Task> Write the next part of the forum thread about the ex-husband who visits only during the day, starting after its last post.

===== Text for analysis

# He wants to have "as much as he can with me"



## SlowlyHealing (Jan 19, 2014)

This is my first post, but I have been following TAM for about 10 months since d-day. Married 13 years, two kids 12 and 10. Last February, my husband took our son to visit Colombia, South America, for a month. Husband called on February 27 wanting to extend the trip for another month. During this phone conversation, I found out he was having an affair with a Colombian woman and wanted to spend another month with her. He did not call to admit to the affair. He lied and said he was having a great time and wanted to stay longer. That didn’t seem right to me, I asked questions and eventually found out. He told me in that phone conversation they had already talked about marriage. I was in shock, especially because he had our 10 year son with him. I later found out they had been having an internet relationship for almost a year before the trip. 

I filed for divorce in April 2013 after he returned from Colombia. We were divorced in July 2013. He broke up with the Colombian woman in September 2013 because he thought she was immature, nagged a lot and liked to fight about everything. He has never said anything about me being any part of the reason he broke up with her. 

He has since told me he “wants to have as much as he can with me.” He does not use the word reconcile. He will not tell friends or family that we are seeing each other. He will not show any affection towards me in front of our kids. He comes over every day, but only during the day. We are intimate in the afternoon while the kids are in school. He usually stays for dinner. (He is looking for a job and I work part-time.) He always leaves by 6:00 p.m. We have never gone out or done anything past 6:00 p.m. He has never stayed over or ever indicated that he wants to do anything in the evening, even watch a movie together or just talk. He is very eager to leave after dinner.

He has made no indication at all that he wants to move back. He reluctantly answers my questions about the affair, but he makes it clear that it makes him very uncomfortable. He has said he is sorry. He is very interested in finding out if I can meet his needs. He had us do Harley’s questionnaire, as he has told me at least two of his needs were not being met and that is why he had the affair.

Please be blunt and tell me your take on this situation. What does he mean when he says “he wants to have as much as he can with me”?


----------



## yeah_right (Oct 23, 2013)

Here's blunt...he wants sex. Get away from him. You deserve better!!!!


----------



## SlowlyHealing (Jan 19, 2014)

Yep, that's what I thought. Thanks.


----------



## Openminded (Feb 21, 2013)

Sex, obviously. If he plans anything more than that he's keeping it pretty close to the vest. I wouldn't trust him.


----------



## Maneo (Dec 4, 2012)

Time for you to get on with your life without him.


----------



## PBear (Nov 16, 2010)

I disagree with the others... I think most likely he's looking for a maid, nanny, cook... You know. General help around the house. Depending on your/his financial situation, he may be trying to save money on support or living expenses. He's already shown he's willing to look elsewhere for an emotional and sexual relationship, so he's got that covered. 

In any case, until he truly demonstrates remorse (including honest and transparency), getting back together with him would be foolish at best.

==========
===== Provided information

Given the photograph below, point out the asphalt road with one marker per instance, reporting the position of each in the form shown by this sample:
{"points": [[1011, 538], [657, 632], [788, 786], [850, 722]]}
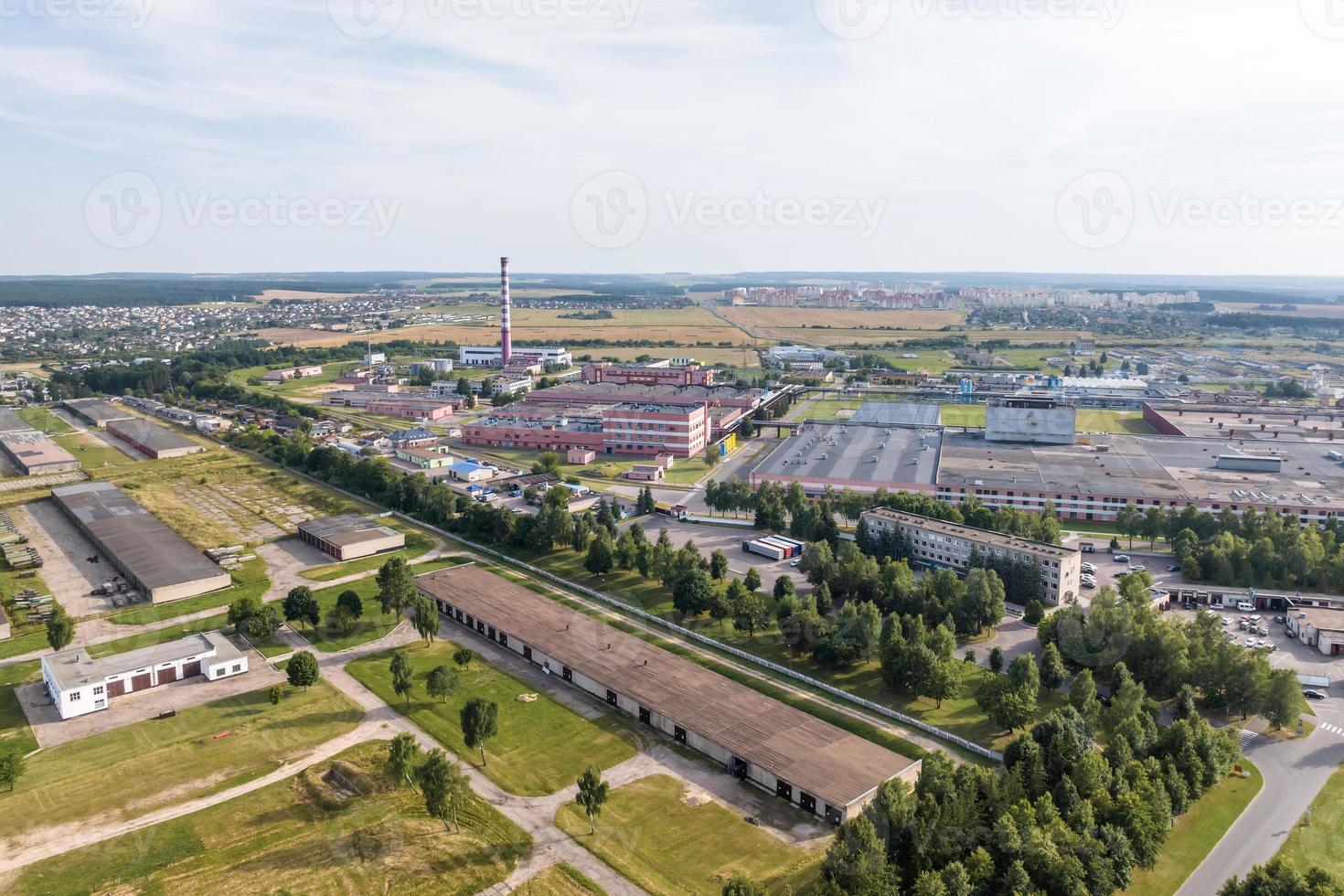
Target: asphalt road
{"points": [[1295, 772]]}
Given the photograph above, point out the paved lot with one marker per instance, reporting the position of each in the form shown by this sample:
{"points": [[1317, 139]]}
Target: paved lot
{"points": [[143, 706], [720, 538], [65, 554]]}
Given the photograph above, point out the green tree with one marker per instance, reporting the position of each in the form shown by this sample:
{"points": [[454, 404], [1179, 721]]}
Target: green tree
{"points": [[443, 786], [12, 766], [1051, 667], [395, 586], [302, 606], [441, 683], [403, 676], [592, 795], [303, 670], [60, 629], [480, 723], [402, 755]]}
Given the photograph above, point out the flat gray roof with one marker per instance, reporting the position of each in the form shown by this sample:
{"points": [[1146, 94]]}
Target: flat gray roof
{"points": [[148, 549], [898, 412], [812, 755], [96, 409], [348, 529], [149, 434], [846, 452], [74, 667], [1143, 466]]}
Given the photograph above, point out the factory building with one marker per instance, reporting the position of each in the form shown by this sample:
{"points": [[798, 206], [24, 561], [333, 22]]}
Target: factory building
{"points": [[155, 559], [1031, 418], [820, 769], [94, 411], [152, 440], [35, 454], [351, 536], [78, 684], [941, 544]]}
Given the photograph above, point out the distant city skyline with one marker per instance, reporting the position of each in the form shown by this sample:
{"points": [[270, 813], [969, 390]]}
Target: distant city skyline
{"points": [[629, 136]]}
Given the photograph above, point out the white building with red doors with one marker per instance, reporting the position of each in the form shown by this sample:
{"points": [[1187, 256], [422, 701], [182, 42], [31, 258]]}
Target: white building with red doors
{"points": [[78, 684]]}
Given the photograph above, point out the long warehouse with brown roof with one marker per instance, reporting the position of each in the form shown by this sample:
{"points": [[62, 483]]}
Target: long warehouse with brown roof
{"points": [[154, 558], [814, 764]]}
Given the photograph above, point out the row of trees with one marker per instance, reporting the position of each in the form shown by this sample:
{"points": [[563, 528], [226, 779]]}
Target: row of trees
{"points": [[1063, 817], [1171, 656]]}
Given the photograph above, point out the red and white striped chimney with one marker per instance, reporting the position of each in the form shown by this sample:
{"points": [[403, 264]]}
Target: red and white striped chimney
{"points": [[506, 325]]}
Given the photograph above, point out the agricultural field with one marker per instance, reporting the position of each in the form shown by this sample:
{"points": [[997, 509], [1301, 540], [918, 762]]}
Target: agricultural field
{"points": [[69, 784], [672, 841], [542, 746], [339, 827]]}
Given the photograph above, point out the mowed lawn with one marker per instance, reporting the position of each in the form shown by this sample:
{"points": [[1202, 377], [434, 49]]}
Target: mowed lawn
{"points": [[1318, 842], [131, 772], [1197, 833], [302, 836], [660, 840], [542, 746]]}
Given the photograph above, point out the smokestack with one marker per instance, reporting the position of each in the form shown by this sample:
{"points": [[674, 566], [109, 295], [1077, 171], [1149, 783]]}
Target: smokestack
{"points": [[506, 326]]}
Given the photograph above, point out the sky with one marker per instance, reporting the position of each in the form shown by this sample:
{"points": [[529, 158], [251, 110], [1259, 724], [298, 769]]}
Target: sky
{"points": [[649, 136]]}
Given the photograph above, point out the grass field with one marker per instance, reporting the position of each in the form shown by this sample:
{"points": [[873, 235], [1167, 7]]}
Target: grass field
{"points": [[15, 733], [249, 581], [417, 544], [540, 747], [660, 840], [303, 836], [70, 782], [1195, 835], [560, 880], [1321, 842]]}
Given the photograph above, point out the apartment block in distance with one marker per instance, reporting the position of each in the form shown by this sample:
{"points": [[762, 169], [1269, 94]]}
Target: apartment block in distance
{"points": [[946, 544]]}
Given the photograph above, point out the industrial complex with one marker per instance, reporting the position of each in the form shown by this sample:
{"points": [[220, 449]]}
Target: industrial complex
{"points": [[156, 560], [789, 752]]}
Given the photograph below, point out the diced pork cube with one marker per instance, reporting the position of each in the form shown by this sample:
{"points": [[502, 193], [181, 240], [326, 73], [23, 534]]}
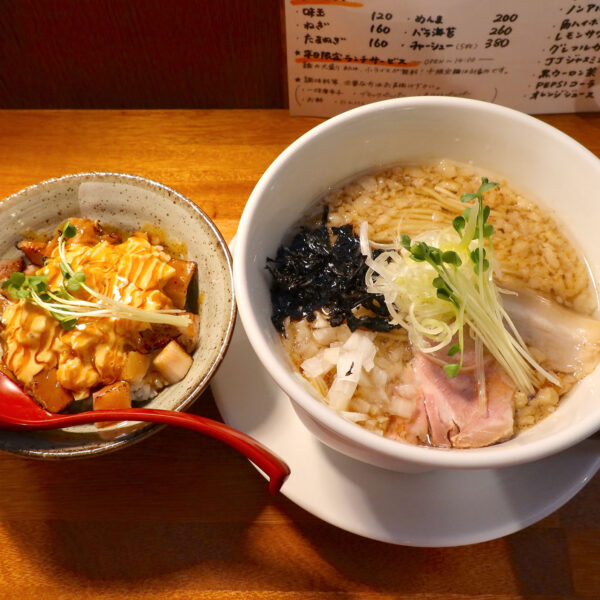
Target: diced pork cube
{"points": [[176, 288], [48, 392], [173, 362]]}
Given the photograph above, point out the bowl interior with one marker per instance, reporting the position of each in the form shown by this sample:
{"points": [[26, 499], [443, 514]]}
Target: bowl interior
{"points": [[130, 203], [534, 158]]}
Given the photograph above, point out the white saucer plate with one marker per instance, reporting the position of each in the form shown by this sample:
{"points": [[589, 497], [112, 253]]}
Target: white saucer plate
{"points": [[437, 508]]}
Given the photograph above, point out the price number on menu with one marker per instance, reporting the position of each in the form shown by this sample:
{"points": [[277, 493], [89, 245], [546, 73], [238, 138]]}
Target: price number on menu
{"points": [[500, 31], [380, 28]]}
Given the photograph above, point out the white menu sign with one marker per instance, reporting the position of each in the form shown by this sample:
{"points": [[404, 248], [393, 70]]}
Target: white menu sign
{"points": [[538, 56]]}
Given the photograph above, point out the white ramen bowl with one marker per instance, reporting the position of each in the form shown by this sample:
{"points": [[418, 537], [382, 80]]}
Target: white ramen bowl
{"points": [[534, 158]]}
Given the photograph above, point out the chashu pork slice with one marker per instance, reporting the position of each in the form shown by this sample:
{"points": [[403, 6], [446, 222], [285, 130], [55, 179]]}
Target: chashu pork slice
{"points": [[452, 405], [569, 340]]}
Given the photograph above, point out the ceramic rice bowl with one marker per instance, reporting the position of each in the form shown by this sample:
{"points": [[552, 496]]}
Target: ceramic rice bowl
{"points": [[128, 202]]}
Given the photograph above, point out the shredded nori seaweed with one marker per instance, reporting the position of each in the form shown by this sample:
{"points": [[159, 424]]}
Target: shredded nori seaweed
{"points": [[312, 274]]}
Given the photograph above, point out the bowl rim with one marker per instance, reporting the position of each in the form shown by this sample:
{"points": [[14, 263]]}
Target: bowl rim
{"points": [[145, 429], [493, 456]]}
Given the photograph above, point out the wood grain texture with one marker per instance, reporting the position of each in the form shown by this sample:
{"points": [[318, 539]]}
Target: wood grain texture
{"points": [[141, 54], [179, 516]]}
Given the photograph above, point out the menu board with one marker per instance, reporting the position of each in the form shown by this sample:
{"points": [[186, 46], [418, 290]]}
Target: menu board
{"points": [[538, 56]]}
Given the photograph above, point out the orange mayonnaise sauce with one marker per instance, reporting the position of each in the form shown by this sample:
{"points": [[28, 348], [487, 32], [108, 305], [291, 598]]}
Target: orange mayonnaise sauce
{"points": [[95, 351]]}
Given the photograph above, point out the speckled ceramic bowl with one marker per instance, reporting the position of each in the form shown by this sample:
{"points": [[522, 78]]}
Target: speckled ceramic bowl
{"points": [[128, 202]]}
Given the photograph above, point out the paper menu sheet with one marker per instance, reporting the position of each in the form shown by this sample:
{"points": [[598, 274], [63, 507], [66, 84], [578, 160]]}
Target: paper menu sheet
{"points": [[538, 56]]}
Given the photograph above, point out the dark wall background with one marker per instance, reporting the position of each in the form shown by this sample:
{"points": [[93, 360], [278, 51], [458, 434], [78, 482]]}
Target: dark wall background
{"points": [[141, 54]]}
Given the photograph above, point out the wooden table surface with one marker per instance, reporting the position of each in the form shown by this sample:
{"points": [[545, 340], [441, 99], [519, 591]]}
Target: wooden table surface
{"points": [[180, 516]]}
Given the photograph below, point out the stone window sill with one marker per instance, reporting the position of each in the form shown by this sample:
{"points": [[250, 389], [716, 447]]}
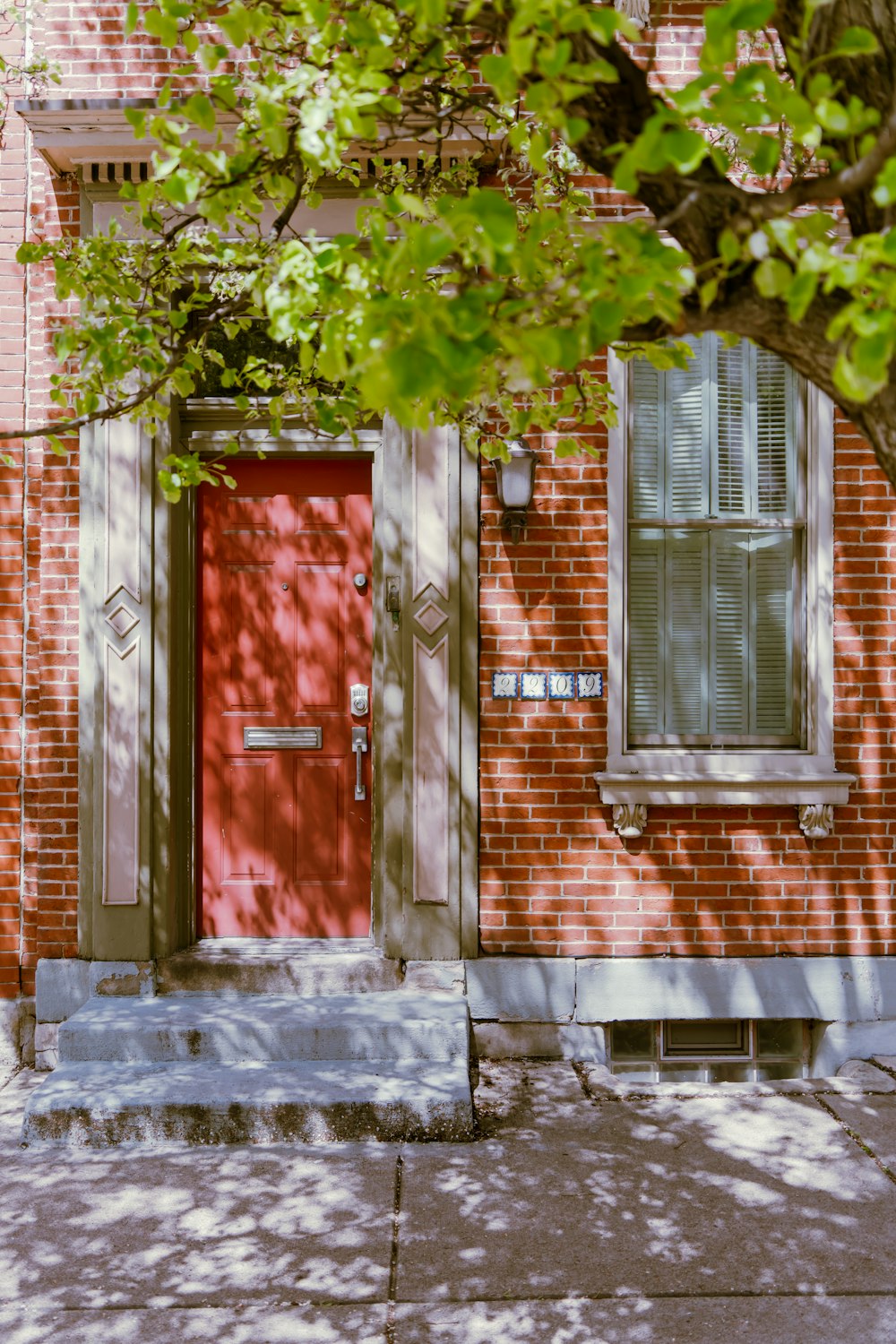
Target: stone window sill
{"points": [[814, 795]]}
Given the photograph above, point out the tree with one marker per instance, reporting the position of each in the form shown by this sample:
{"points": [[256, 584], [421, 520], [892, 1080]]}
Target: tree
{"points": [[770, 182]]}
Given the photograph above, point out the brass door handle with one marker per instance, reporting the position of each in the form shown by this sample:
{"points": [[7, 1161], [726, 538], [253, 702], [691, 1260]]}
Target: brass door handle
{"points": [[359, 747]]}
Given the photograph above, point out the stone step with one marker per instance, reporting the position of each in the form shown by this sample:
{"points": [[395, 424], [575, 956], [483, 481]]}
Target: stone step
{"points": [[279, 967], [268, 1027], [101, 1104]]}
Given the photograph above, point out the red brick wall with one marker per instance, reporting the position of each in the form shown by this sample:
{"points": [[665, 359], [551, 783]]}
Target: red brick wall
{"points": [[555, 876], [556, 879], [13, 220]]}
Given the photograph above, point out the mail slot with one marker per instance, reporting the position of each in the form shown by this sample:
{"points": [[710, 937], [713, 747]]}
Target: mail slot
{"points": [[282, 739]]}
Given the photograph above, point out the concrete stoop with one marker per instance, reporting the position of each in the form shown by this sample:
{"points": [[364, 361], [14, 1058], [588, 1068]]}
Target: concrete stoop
{"points": [[258, 1067]]}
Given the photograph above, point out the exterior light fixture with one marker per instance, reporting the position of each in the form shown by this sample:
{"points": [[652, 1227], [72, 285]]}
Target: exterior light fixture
{"points": [[516, 484]]}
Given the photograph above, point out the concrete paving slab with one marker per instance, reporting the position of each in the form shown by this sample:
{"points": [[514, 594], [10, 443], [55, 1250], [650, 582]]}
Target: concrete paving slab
{"points": [[102, 1104], [190, 1027], [524, 1096], [711, 1196], [874, 1118], [182, 1226], [268, 1324], [638, 1320], [855, 1078]]}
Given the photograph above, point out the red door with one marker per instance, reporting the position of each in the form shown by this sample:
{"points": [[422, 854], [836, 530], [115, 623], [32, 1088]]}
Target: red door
{"points": [[285, 634]]}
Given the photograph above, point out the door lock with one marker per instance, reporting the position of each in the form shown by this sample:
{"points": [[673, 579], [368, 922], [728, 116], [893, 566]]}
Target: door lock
{"points": [[359, 747]]}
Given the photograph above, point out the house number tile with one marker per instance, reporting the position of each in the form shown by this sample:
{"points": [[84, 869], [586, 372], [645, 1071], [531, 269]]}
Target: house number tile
{"points": [[533, 685], [504, 685], [560, 685], [589, 685]]}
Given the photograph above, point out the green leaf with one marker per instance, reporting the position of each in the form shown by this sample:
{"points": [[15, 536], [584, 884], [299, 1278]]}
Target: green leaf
{"points": [[855, 42], [856, 383], [498, 72], [772, 277]]}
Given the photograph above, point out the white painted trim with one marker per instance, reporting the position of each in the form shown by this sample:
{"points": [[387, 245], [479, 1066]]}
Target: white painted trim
{"points": [[694, 776]]}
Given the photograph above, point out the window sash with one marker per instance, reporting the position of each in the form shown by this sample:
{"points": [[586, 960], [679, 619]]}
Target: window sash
{"points": [[731, 675]]}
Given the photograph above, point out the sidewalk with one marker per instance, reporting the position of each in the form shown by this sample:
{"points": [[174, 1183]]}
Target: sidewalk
{"points": [[573, 1219]]}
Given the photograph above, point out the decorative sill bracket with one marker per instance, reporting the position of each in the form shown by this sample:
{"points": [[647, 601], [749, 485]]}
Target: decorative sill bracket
{"points": [[814, 796]]}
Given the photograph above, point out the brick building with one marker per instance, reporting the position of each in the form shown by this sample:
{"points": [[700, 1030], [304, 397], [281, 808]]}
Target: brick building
{"points": [[710, 839]]}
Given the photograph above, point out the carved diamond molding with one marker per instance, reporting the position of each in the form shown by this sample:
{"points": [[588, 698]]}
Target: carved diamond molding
{"points": [[432, 617], [629, 819], [123, 620], [815, 820]]}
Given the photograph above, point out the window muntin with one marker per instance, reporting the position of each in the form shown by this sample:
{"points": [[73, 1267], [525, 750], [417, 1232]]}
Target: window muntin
{"points": [[716, 551]]}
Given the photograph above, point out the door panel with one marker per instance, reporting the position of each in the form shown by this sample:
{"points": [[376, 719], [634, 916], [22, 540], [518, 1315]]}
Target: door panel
{"points": [[285, 632]]}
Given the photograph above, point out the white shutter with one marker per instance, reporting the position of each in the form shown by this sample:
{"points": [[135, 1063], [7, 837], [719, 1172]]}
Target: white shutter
{"points": [[646, 621], [686, 632], [646, 464], [771, 633], [732, 467], [688, 438], [775, 437], [729, 633]]}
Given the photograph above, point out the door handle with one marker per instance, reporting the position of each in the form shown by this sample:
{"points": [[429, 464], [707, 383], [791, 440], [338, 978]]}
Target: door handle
{"points": [[359, 747]]}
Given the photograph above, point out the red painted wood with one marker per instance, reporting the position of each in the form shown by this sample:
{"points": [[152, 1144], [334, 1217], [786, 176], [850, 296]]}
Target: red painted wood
{"points": [[285, 847]]}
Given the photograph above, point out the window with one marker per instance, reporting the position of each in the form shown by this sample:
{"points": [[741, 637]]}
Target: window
{"points": [[708, 1051], [716, 530], [720, 617]]}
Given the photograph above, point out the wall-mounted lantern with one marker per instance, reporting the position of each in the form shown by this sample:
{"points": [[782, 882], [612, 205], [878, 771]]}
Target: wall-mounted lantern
{"points": [[516, 484]]}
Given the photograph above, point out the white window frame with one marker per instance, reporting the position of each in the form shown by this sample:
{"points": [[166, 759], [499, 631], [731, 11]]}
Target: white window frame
{"points": [[638, 777]]}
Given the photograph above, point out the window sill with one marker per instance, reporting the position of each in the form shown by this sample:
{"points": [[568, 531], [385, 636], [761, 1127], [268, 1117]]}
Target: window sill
{"points": [[813, 792]]}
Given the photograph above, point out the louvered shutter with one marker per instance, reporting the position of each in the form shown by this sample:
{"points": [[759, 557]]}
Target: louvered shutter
{"points": [[688, 438], [686, 632], [646, 621], [646, 465], [771, 636], [729, 633], [775, 435], [731, 449]]}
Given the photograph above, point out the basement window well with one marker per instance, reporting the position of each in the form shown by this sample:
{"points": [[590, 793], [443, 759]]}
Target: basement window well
{"points": [[712, 1051]]}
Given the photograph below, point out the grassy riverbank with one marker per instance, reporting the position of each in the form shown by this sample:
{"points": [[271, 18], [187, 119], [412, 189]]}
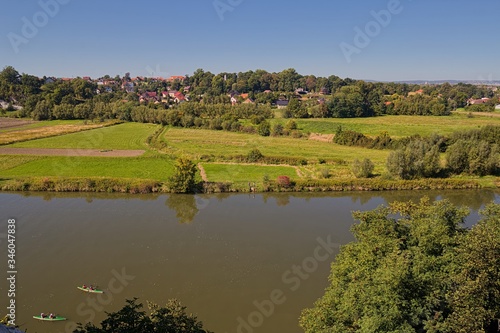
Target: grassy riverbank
{"points": [[311, 164]]}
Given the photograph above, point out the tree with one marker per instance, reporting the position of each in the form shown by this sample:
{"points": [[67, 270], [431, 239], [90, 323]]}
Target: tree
{"points": [[394, 277], [183, 180], [417, 159], [172, 318], [264, 128], [363, 169], [475, 298]]}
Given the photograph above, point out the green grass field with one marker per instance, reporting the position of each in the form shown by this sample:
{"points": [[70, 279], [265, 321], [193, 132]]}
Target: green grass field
{"points": [[122, 136], [156, 168], [198, 142], [245, 173], [396, 126]]}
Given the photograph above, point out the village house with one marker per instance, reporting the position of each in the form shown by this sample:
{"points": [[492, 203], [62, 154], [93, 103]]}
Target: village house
{"points": [[282, 103], [483, 100], [148, 96], [413, 93], [128, 87]]}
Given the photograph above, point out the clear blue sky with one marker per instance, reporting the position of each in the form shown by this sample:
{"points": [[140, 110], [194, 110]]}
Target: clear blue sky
{"points": [[425, 39]]}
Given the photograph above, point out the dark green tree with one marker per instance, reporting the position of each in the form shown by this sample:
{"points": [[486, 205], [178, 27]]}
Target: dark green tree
{"points": [[184, 177], [264, 128], [171, 318], [394, 277]]}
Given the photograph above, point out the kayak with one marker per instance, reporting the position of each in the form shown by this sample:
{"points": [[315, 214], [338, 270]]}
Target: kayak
{"points": [[95, 291], [57, 318]]}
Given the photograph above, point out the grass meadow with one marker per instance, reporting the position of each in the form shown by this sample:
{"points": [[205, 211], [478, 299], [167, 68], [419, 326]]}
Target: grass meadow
{"points": [[396, 126], [324, 159], [122, 136]]}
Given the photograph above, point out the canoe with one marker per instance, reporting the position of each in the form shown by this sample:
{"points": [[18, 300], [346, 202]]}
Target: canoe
{"points": [[95, 291], [57, 318]]}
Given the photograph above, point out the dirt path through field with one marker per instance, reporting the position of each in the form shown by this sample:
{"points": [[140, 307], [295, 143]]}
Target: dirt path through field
{"points": [[203, 173], [70, 152], [321, 137]]}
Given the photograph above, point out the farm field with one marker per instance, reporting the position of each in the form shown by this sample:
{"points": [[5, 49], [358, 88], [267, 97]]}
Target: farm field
{"points": [[236, 173], [155, 168], [199, 142], [212, 149], [28, 130], [396, 126], [122, 136]]}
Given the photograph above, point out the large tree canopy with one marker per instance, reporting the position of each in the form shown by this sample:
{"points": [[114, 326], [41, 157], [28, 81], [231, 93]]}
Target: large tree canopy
{"points": [[413, 268], [171, 318]]}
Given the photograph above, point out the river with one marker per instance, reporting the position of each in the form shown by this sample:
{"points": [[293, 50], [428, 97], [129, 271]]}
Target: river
{"points": [[240, 263]]}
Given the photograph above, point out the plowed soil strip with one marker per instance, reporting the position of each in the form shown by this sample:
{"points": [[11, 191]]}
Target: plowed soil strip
{"points": [[70, 152]]}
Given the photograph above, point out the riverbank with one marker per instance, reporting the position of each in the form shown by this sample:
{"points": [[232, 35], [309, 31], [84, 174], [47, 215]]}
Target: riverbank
{"points": [[134, 186]]}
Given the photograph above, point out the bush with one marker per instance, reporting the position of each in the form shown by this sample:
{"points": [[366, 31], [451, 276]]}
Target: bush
{"points": [[363, 169], [417, 159], [264, 128], [283, 181], [277, 130], [183, 180], [291, 125], [324, 172], [254, 156]]}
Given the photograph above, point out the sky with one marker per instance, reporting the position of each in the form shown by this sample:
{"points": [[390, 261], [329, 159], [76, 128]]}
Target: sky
{"points": [[384, 40]]}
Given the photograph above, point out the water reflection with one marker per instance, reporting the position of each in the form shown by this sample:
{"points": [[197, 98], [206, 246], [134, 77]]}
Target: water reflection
{"points": [[217, 253], [184, 206]]}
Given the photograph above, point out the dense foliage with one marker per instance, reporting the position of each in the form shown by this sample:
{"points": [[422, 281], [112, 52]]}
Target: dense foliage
{"points": [[171, 318], [184, 178], [210, 97], [414, 268]]}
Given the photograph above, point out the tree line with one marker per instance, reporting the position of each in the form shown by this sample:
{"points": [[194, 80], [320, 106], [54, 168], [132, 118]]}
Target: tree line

==========

Response to the task>
C


----------



## SlowlyHealing (Jan 19, 2014)

Openminded said:


> Sex, obviously. If he plans anything more than that he's keeping it pretty close to the vest. I wouldn't trust him.


I guess it wasn't that obvious to me! Thanks.


----------



## SlowlyHealing (Jan 19, 2014)

PBear said:


> I disagree with the others... I think most likely he's looking for a maid, nanny, cook... You know. General help around the house. Depending on your/his financial situation, he may be trying to save money on support or living expenses. He's already shown he's willing to look elsewhere for an emotional and sexual relationship, so he's got that covered.
> 
> In any case, until he truly demonstrates remorse (including honest and transparency), getting back together with him would be foolish at best.
> 
> C


Unfortunately, I have always felt like the maid, nanny, cook and I feel like I might be back in the same situation again. He is trying to be honest, but I don't believe transparency will ever happen with him. Thanks.


----------



## AZman (Nov 27, 2012)

if he is always gone by 6 and always arrives after the kids are at school he has another woman. Sorry but I would put money on it. He is leaving in time to see her at home or where ever they meet. Sorry


----------



## FormerSelf (Apr 21, 2013)

Yeah, it looks like he doesn't want to entirely cut this string...there are just way too many benefits...time to put away the welcome mat.

Btw, I would get tested for STD.


----------



## PhillyGuy13 (Nov 29, 2013)

Sounds like he has a great deal going. Afternoon delights. Dinner. Leave at 6:00 and leave the child rearing to you.

Hopefully he's a good father to the kids. But he's no longer husband material.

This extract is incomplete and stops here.